**TASK INSTRUCTIONS:**
- A) Translate this sentence from the faith testimony into Spanish: "This simple view of God stayed unchallenged into my teenage years."
- B) Reproduce the passage of the faith testimony starting at "Thus I was intrigued" and ending at "not good enough!".

**EXCERPTED TEXT:**
If you knew me as a child, you probably would say that I was a good kid. And for the most part, I was. I tried. I wanted to please my parents. I wanted to please God. My early impressions of God came from attending Sunday school and falling asleep at night to stories of Daniel and the lions’ den. To me, God was real. He was a good and loving God. And to please him, I thought, meant for me to be good as well.
This simple view of God stayed unchallenged into my teenage years. By this time my family had migrated from Taiwan and settled in Sydney, Australia. School work was increasing and the expectation to do well was mounting. Again, I was driven by a desire to please my parents, and underlying that, a growing need to feel accepted by my peers.
Needless to say, my approach to God was no different. ‘Knowing God’ was like another school subject. I was convinced that by setting aside time for church weekly and Bible reading daily, God would be pleased with me. What’s more, He may even reward me with success in life. In all honesty, my connection with God was mostly transactional.
Thus I was intrigued when my Sunday School teacher once asked me, “So Hsin-Yuan, how is your relationship with God?” I had no answer. For someone who thought she had all the answers, I was stumped. I began to realise something was missing. I knew about God. But I didn’t know him… not personally.
In the year of the HSC (A-levels equivalent), my plan began to unravel. I became disillusioned with the lofty goals I had set for myself. Trying to to live up to everyone else’s expectation of me, including God’s, just seemed unattainable. Most of all, I was scared. Scared to admit that maybe I was just not good enough!
That same year, I attended a youth camp. The speaker taught that it is only through receiving God’s grace that we can live a life pleasing to Him. “For it is by grace you have been saved, through faith—and this is not from yourselves, it is the gift of God so that no one can boast” (Eph 2:8-9). I remember retreating to my dorm afterwards, reading this verse over and over. My heart was burning!
At first, I was so angry! Angry because I sudden realised that all my ‘religious efforts’ didn’t count. As far as God was concerned, I was still living my way, striving for my self-centred goals. Everything was all about me and my achievements.
But then, to my own surprise, my anger quickly dissolved into an overwhelming flood of relief! For it was the first time I finally understood I could not please God no matter how hard I tried! In fact, I needed to admit to Him that I was not good enough, and to humbly receive His gift of forgiveness through the death of His Son, Jesus. No more striving and pretending to have it all together. It was like a huge weight had been lifted off me! My prayers that weekend were filled with tears of thanksgiving.
Since this realisation many years ago, God has been patiently showing me what it means to live by His grace. At times I still find myself tempted to strive for worldly expectations as a woman in society, a wife and a mother. Yet I always find myself crawling back to God, all the more convinced that His way is the only way that leads to true contentment and a meaningful existence in relationship with my Creator.
Today, I still strive in these areas of my life. Yet my striving is no longer one out of obligation to please others. No. Knowing God has given me the freedom and courage to live out my life for His glory. It is as the Bible says, “then you will know the truth, and the truth will set you free” (John 8:32).

**DATASET CONTENT:**

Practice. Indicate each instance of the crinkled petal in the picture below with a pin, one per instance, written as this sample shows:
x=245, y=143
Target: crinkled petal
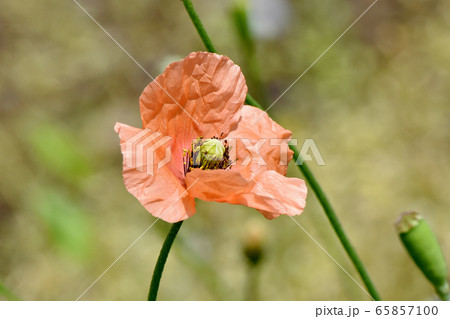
x=260, y=143
x=271, y=193
x=198, y=96
x=156, y=188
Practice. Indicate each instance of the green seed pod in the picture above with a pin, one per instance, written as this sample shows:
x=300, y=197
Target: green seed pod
x=423, y=247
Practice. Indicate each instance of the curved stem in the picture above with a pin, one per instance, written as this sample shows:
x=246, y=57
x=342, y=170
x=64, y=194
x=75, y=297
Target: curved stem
x=309, y=176
x=159, y=267
x=199, y=26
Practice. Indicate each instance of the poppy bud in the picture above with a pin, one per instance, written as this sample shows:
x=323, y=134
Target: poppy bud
x=253, y=242
x=212, y=149
x=423, y=247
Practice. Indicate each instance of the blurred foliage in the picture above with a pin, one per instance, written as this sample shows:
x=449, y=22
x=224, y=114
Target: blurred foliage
x=376, y=105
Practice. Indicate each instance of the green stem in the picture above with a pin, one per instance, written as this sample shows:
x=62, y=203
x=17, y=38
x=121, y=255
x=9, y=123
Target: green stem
x=159, y=267
x=309, y=176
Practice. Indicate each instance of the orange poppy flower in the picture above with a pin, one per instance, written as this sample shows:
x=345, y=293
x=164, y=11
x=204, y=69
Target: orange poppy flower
x=191, y=115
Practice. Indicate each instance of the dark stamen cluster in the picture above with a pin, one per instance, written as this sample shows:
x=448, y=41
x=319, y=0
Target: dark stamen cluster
x=195, y=158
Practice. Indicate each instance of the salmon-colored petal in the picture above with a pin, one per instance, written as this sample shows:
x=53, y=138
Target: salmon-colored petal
x=271, y=193
x=156, y=188
x=260, y=143
x=198, y=96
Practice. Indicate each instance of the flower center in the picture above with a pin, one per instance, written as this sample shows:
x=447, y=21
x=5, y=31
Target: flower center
x=207, y=154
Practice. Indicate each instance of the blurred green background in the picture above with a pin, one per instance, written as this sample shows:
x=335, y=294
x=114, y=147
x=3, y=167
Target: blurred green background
x=376, y=105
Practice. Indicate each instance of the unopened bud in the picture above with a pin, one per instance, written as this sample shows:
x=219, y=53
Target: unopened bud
x=212, y=149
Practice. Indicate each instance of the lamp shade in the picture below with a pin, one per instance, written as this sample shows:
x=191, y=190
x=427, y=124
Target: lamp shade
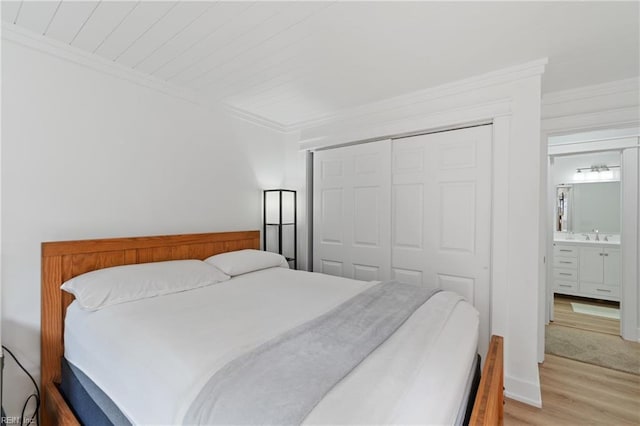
x=280, y=217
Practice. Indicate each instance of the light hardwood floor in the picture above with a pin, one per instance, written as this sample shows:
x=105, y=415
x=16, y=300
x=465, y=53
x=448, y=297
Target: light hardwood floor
x=575, y=393
x=564, y=315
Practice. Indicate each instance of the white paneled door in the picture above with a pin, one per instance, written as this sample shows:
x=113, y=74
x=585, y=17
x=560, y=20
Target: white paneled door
x=415, y=209
x=441, y=214
x=352, y=211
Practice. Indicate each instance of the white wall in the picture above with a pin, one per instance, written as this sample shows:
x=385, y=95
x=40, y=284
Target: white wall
x=89, y=155
x=511, y=99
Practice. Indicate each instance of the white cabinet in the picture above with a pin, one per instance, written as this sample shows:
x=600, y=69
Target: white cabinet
x=588, y=271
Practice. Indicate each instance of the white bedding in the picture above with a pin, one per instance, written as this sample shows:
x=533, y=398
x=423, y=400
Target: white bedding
x=176, y=342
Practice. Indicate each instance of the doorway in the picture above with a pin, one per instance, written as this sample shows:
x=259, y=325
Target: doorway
x=588, y=243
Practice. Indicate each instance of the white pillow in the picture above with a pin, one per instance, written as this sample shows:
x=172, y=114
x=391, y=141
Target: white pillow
x=243, y=261
x=109, y=286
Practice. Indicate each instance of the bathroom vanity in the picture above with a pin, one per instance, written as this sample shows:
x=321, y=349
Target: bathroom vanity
x=586, y=260
x=587, y=268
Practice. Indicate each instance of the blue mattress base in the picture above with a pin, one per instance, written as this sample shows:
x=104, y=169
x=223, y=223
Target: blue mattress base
x=92, y=406
x=88, y=402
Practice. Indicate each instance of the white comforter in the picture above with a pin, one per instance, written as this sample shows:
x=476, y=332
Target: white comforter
x=152, y=356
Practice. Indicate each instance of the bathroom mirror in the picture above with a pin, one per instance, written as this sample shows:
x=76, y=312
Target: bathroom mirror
x=582, y=207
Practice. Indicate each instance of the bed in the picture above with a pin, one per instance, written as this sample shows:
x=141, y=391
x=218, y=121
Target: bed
x=252, y=306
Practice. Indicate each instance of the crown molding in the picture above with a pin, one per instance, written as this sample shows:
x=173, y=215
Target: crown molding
x=593, y=91
x=16, y=34
x=446, y=119
x=611, y=118
x=502, y=76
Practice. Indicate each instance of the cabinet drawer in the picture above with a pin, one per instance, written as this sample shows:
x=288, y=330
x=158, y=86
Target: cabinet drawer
x=565, y=286
x=599, y=290
x=565, y=251
x=565, y=262
x=565, y=274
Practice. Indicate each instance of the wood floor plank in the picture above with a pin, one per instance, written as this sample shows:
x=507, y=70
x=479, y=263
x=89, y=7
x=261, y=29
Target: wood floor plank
x=575, y=393
x=564, y=315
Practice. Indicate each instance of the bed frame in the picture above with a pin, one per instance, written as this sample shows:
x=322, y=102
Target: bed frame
x=64, y=260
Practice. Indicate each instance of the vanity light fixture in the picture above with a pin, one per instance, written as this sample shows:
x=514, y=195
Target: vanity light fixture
x=597, y=172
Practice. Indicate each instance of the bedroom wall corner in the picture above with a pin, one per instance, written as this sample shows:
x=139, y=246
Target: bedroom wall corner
x=90, y=154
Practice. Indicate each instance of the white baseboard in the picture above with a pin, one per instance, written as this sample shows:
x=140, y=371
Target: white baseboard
x=525, y=392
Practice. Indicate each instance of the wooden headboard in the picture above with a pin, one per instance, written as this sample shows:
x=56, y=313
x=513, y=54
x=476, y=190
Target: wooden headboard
x=63, y=260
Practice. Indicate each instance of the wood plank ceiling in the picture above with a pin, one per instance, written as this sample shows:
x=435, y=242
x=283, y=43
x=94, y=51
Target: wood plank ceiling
x=293, y=62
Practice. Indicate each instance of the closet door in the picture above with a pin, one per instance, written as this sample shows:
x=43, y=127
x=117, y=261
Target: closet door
x=441, y=214
x=352, y=211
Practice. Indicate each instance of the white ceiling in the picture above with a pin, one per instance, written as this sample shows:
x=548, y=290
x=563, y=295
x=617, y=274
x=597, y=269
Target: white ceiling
x=293, y=62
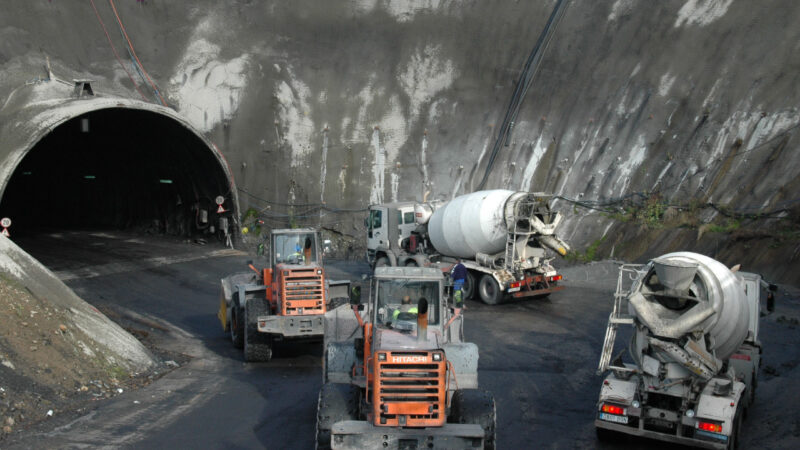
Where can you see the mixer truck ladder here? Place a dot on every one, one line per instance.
(627, 273)
(511, 249)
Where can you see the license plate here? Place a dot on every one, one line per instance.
(614, 418)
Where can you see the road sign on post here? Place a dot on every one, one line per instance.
(5, 222)
(220, 200)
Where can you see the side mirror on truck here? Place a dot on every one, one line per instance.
(355, 297)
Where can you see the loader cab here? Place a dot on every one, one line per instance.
(397, 302)
(296, 247)
(388, 312)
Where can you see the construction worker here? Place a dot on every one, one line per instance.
(406, 306)
(307, 249)
(297, 255)
(458, 273)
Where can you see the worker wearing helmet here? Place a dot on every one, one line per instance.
(297, 255)
(406, 306)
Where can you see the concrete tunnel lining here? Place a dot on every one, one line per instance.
(30, 128)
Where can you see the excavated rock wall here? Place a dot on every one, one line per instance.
(348, 102)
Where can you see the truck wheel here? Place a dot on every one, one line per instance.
(237, 326)
(468, 289)
(257, 345)
(476, 406)
(337, 402)
(733, 439)
(489, 290)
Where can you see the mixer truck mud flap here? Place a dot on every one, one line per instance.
(292, 326)
(357, 435)
(535, 286)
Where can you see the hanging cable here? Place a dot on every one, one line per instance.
(526, 78)
(130, 45)
(113, 49)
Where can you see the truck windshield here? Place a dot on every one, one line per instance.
(295, 248)
(398, 300)
(375, 219)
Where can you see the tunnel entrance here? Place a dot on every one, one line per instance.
(121, 168)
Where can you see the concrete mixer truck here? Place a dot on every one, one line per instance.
(694, 352)
(501, 236)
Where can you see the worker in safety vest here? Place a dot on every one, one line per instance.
(406, 306)
(297, 256)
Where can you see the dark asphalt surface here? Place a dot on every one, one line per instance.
(538, 357)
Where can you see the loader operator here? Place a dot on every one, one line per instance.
(406, 306)
(297, 257)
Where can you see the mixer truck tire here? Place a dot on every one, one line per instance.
(257, 346)
(733, 439)
(237, 326)
(489, 290)
(336, 402)
(471, 406)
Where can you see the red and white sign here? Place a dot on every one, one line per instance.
(5, 222)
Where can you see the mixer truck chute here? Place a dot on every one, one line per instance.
(502, 237)
(694, 352)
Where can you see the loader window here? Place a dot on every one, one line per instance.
(299, 248)
(390, 300)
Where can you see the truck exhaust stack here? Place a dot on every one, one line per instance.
(422, 320)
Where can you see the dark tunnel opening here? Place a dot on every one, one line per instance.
(121, 169)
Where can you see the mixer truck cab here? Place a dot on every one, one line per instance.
(397, 377)
(504, 239)
(694, 352)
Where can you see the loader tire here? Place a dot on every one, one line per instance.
(489, 290)
(237, 325)
(337, 402)
(469, 288)
(476, 406)
(382, 262)
(257, 346)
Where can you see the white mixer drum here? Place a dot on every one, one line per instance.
(726, 327)
(470, 224)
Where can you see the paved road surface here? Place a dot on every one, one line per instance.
(538, 357)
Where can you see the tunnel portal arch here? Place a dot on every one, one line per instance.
(116, 164)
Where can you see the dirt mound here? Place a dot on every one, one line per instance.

**TASK SOLUTIONS:**
- A) Esta visión sencilla de Dios permaneció sin cuestionarse hasta mi adolescencia.

- B)
Thus I was intrigued when my Sunday School teacher once asked me, “So Hsin-Yuan, how is your relationship with God?” I had no answer. For someone who thought she had all the answers, I was stumped. I began to realise something was missing. I knew about God. But I didn’t know him… not personally.
In the year of the HSC (A-levels equivalent), my plan began to unravel. I became disillusioned with the lofty goals I had set for myself. Trying to to live up to everyone else’s expectation of me, including God’s, just seemed unattainable. Most of all, I was scared. Scared to admit that maybe I was just not good enough!